Three Stars of the Match

1. Ryan Gauld

How could it not be? Sure, there was the earning & converting of a penalty to immediately level the score, but Gauld’s passing was solid throughout, in a game where both teams were bereft of quality passing.

2. Richie Laryea

Whether it’s been for Toronto, the Canadian National Team, or now the Whitecaps, the tenacity Laryea is always a gamer, and that tenacity was on display yet again. His pressure both on and off the ball largely dominated whatever side of the pitch he found himself on.

3. Tristan Blackmon

As the game lumbered along, Blackmon’s play would only continue to improve. Yes, he was fortunate that Jasson’s volley at 36’ went into the backrow (which, in my opinion, was a result of the entire backline drifting away from the weak side), but it felt as though any time Vancouver was desperate for a blocked pass or shot or a header to clear the ball, it was Blackmon playing chief disrupter.

Data provided =>

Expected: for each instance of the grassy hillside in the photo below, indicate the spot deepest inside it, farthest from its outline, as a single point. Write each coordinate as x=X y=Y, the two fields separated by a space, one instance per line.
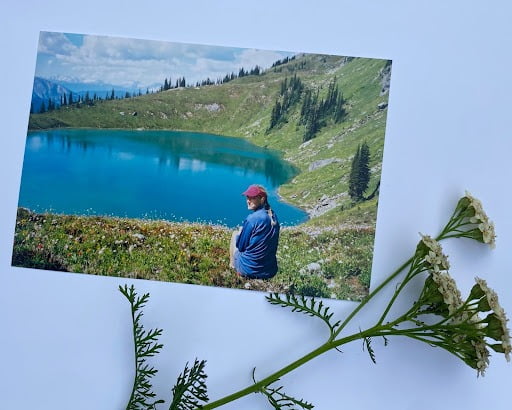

Task instructions =>
1. In the three stars of the match, what did Ryan Gauld earn and convert?
2. From the three stars of the match, write out the part that opens with the words containing "3. Tristan Blackmon" and closes with "playing chief disrupter.", copying it word for word.

Answers to this exercise =>
1. A penalty, which immediately leveled the score.

2.
3. Tristan Blackmon

As the game lumbered along, Blackmon’s play would only continue to improve. Yes, he was fortunate that Jasson’s volley at 36’ went into the backrow (which, in my opinion, was a result of the entire backline drifting away from the weak side), but it felt as though any time Vancouver was desperate for a blocked pass or shot or a header to clear the ball, it was Blackmon playing chief disrupter.